[INPUT ROWS]:
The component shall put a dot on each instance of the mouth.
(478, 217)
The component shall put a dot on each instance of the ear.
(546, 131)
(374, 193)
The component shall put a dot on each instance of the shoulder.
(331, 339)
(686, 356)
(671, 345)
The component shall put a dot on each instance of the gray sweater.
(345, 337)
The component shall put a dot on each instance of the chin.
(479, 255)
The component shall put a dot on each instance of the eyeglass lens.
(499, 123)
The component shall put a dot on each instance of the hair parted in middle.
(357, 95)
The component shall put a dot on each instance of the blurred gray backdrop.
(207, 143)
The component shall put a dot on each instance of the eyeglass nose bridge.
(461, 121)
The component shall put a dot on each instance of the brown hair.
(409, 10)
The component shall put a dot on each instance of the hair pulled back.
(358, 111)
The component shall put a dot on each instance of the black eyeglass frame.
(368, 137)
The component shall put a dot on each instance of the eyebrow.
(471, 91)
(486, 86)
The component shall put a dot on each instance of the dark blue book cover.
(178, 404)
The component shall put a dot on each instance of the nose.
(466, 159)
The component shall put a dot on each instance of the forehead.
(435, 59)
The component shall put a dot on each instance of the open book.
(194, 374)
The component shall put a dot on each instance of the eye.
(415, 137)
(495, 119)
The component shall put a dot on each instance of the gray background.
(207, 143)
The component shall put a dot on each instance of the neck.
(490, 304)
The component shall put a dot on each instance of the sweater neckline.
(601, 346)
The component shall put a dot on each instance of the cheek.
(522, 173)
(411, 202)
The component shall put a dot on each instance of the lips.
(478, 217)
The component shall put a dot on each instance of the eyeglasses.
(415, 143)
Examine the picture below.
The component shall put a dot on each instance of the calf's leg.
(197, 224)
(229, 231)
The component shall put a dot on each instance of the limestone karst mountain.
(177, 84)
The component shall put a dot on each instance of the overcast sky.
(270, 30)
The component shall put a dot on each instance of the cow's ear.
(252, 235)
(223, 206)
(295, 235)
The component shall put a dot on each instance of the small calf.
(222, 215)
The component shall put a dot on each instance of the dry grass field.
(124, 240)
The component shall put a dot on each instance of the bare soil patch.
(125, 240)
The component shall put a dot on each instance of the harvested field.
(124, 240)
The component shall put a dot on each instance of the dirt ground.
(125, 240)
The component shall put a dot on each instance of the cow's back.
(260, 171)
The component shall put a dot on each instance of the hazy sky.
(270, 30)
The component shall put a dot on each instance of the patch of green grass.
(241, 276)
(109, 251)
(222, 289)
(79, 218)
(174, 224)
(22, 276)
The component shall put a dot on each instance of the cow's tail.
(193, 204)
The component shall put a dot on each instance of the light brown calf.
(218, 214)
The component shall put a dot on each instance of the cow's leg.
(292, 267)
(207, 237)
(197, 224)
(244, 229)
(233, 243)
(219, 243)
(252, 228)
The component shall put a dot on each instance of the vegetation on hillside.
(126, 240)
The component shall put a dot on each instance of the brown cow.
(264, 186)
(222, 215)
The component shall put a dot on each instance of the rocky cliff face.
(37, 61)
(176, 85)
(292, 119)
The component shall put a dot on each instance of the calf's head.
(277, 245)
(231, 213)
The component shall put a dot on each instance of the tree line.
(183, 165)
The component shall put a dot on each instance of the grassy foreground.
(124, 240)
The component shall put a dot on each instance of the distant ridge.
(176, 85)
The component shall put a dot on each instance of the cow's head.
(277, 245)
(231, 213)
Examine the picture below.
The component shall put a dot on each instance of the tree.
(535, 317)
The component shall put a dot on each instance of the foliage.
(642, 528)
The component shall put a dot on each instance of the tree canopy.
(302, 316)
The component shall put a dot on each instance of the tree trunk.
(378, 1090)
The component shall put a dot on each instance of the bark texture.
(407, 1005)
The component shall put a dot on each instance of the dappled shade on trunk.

[GIVEN INSTRUCTION]:
Copy every one of the rows above word for word, keeping their order and leaving nothing out.

[RESPONSE FOR THIS EXERCISE]:
The component shall put a dot on each instance of the mouth.
(478, 217)
The component shall put a dot on each instance of the ear.
(546, 131)
(374, 193)
The component shall put a dot on each instance of the shoulder.
(331, 339)
(686, 356)
(671, 345)
The component shall put a dot on each instance of the gray sweater.
(345, 337)
The component shall put a dot on each instance of the chin.
(479, 255)
The component shall put a dot on each instance of the eyeglass lens.
(499, 123)
The component shall put a dot on each instance of the hair parted in middle.
(357, 95)
The component shall put a dot on each instance of the blurred gray backdrop.
(207, 143)
The component shall put a dot on each instance of the eyeglass nose bridge.
(461, 121)
The component shall put a dot on each instance of the brown hair.
(409, 10)
The component shall put a dot on each instance of the hair pulled back.
(358, 111)
The component shall put a dot on each instance of the black eyeglass frame.
(368, 137)
The component shall put a dot on each instance of the eyebrow.
(471, 91)
(486, 86)
The component shall put a dot on each instance of the dark blue book cover.
(178, 404)
The component shall put a dot on each instance of the nose.
(466, 159)
The component shall put a dot on each instance of the forehead.
(435, 59)
The component shall put a dot on each instance of the open book.
(194, 374)
The component shall put a dot on each instance of the eye.
(415, 137)
(495, 119)
The component shall put a dot on each instance of the gray background.
(207, 143)
The component shall put a dot on each instance of the neck.
(490, 304)
The component shall put a dot on each instance of the sweater neckline.
(601, 346)
The component shall put a dot on each instance of the cheek.
(522, 173)
(411, 202)
The component shall put a dot on each instance of the lips.
(478, 217)
The component shall put a dot on each instance of the eyeglasses.
(415, 143)
Examine the picture below.
The component shall put a dot on each instance of the calf's leg.
(197, 224)
(229, 231)
The component shall put a dot on each instance of the limestone karst mountain.
(177, 84)
The component shall put a dot on each instance of the overcast sky.
(270, 30)
The component shall put a dot on each instance of the cow's ear.
(252, 235)
(223, 206)
(295, 235)
The component shall put a dot on each instance of the small calf.
(222, 215)
The component shall put a dot on each instance of the dry grass field.
(124, 240)
The component shall put a dot on each instance of the bare soil patch.
(125, 240)
The component shall put a dot on each instance of the harvested field.
(124, 240)
The component shall put a dot on each instance of the dirt ground.
(125, 240)
The component shall put a dot on each instance of the cow's back.
(260, 171)
The component shall put a dot on each instance of the hazy sky.
(270, 30)
The component shall put a dot on each instance of the patch of green grass.
(241, 276)
(109, 251)
(222, 289)
(79, 218)
(174, 224)
(22, 276)
The component shall put a dot on each instance of the cow's tail.
(193, 204)
The component shall put a dot on each instance of the light brown calf.
(218, 214)
The component shall put a dot on each instance of the cow's leg.
(292, 267)
(207, 237)
(197, 224)
(244, 229)
(233, 243)
(219, 243)
(252, 228)
The component shall put a dot on each instance of the vegetation on hillside.
(126, 240)
The component shall put a dot on each instance of the brown cow.
(264, 186)
(222, 215)
The component shall put a dot on each instance of the rocky cliff face.
(37, 61)
(176, 85)
(292, 119)
The component shall put a dot on each instance of the calf's head.
(277, 245)
(231, 213)
The component shall put a dot on each instance of the tree line.
(183, 165)
The component shall put a dot on each instance of the grassy foreground.
(124, 240)
The component shall put a dot on each instance of the distant ridge.
(176, 85)
The component shall put a dot on each instance of the cow's head.
(277, 245)
(231, 213)
Examine the picture below.
The component shall put a dot on each instance of the tree.
(535, 317)
The component shall put a dot on each instance of the foliage.
(642, 528)
The component shall put a dot on each instance of the tree canopy.
(302, 316)
The component shall put a dot on each instance of the tree trunk.
(378, 1090)
The component shall put a dot on each instance of the bark texture.
(407, 1005)
The component shall put a dot on each instance of the dappled shade on trunk.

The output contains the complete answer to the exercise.